At each Balance Sheet date, stocks are assessed for impairment. If stock is impaired, the carrying amount is reduced to its selling price less costs to complete and sell. The impairment loss is recognised immediately in the Statement of Comprehensive Income.

 
2.8

DEBTORS

Short-term debtors are measured at transaction price.

Page 16

 
J & A BEARE LIMITED
 

 
NOTES TO THE FINANCIAL STATEMENTS
FOR THE YEAR ENDED 31 MARCH 2024

2.ACCOUNTING POLICIES (continued)

 
2.9

CASH AND CASH EQUIVALENTS

Cash is represented by cash in hand and deposits with financial institutions repayable without penalty on notice of not more than 24 hours. 

In the Statement of Cash Flows, cash and cash equivalents are shown net of bank overdrafts that are repayable on demand and form an integral part of the Company's cash management.

 
2.10

FINANCIAL INSTRUMENTS

The Company only enters into basic financial instrument transactions that result in the recognition of financial assets and liabilities like trade and other debtors and creditors, loans from banks and other third parties and loans to related parties.
Debt instruments that are payable or receivable within one year, typically trade debtors and creditors, are measured initially and subsequently, at the undiscounted amount of the cash or other consideration expected to be paid or received.
Financial assets that are measured at cost and amortised cost are assessed at the end of each reporting period for objective evidence of impairment. If objective evidence of impairment is found, an impairment loss is recognised in the Statement of Comprehensive Income.
For financial assets measured at cost less impairment, the impairment loss is measured as the difference between an asset's carrying amount and best estimate of the recoverable amount, which is an approximation of the amount that the Company would receive for the asset if it were to be sold at Balance Sheet date.

 
2.11

CREDITORS

Short-term creditors are measured at the transaction price. 

 
2.12

FOREIGN CURRENCY TRANSLATION

Functional and presentation currency

The Company's functional and presentational currency is British Pounds Sterling GBP.

Transactions and balances

Foreign currency transactions are translated into the functional currency using the spot exchange rates at the dates of the transactions.

At each period-end foreign currency monetary items are translated using the closing rate. Non-monetary items measured at historical cost are translated using the exchange rate at the date of the transaction and non-monetary items measured at fair value are measured using the exchange rate when fair value was determined.

Foreign exchange gains and losses resulting from the settlement of transactions and from the translation at period-end exchange rates of monetary assets and liabilities denominated in foreign currencies are recognised in the Statement of Comprehensive Income.

Page 17

 
J & A BEARE LIMITED
 

 
NOTES TO THE FINANCIAL STATEMENTS
FOR THE YEAR ENDED 31 MARCH 2024

2.ACCOUNTING POLICIES (continued)

 
2.13

FINANCE COSTS

Finance costs are charged to the Statement of Comprehensive Income over the term of the debt using the effective interest method so that the amount charged is at a constant rate on the carrying amount. Issue costs are initially recognised as a reduction in the proceeds of the associated capital instrument.

 
2.14

PENSIONS

DEFINED CONTRIBUTION PENSION PLAN

The Company operates a defined contribution plan for its employees. A defined contribution plan is a pension plan under which the Company pays fixed contributions into a separate entity. Once the contributions have been paid the Company has no further payment obligations.

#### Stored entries
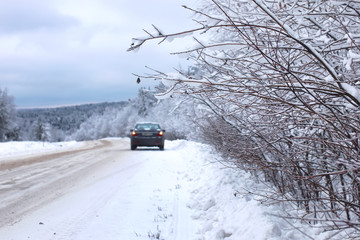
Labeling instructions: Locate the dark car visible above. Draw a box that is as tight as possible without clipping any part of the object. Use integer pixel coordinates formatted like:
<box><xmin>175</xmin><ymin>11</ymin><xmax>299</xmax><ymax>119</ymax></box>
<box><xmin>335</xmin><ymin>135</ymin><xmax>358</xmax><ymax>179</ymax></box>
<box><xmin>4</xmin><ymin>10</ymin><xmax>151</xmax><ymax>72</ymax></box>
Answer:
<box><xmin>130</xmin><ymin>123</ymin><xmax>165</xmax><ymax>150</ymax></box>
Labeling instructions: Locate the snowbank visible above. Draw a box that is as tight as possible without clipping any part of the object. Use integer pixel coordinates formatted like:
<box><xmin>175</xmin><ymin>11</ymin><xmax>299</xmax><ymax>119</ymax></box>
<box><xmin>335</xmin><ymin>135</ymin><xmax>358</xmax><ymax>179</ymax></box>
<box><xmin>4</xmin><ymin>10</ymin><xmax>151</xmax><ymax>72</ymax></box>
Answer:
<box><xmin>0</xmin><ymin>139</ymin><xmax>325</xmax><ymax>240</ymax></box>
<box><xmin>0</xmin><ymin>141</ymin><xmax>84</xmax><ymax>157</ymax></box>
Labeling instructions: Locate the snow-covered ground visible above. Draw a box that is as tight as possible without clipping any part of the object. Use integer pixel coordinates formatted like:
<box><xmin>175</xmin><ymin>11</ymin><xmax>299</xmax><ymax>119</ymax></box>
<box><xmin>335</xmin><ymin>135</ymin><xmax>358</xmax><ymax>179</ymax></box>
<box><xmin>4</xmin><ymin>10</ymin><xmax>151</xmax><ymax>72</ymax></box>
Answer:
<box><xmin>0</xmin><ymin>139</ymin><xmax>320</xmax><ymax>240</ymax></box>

#### Given problem 1
Rewrite the passage of the accounting policies notes that begins at the words "Financial assets that" and stops after "the transaction price.", replacing "reporting period" with "financial year".
#### Given problem 2
According to the accounting policies notes, what is the Company's functional and presentational currency?
Work from the accounting policies notes alone.

#### Task result 1
Financial assets that are measured at cost and amortised cost are assessed at the end of each financial year for objective evidence of impairment. If objective evidence of impairment is found, an impairment loss is recognised in the Statement of Comprehensive Income.
For financial assets measured at cost less impairment, the impairment loss is measured as the difference between an asset's carrying amount and best estimate of the recoverable amount, which is an approximation of the amount that the Company would receive for the asset if it were to be sold at Balance Sheet date.

 
2.11

CREDITORS

Short-term creditors are measured at the transaction price.

#### Task result 2
British Pounds Sterling GBP.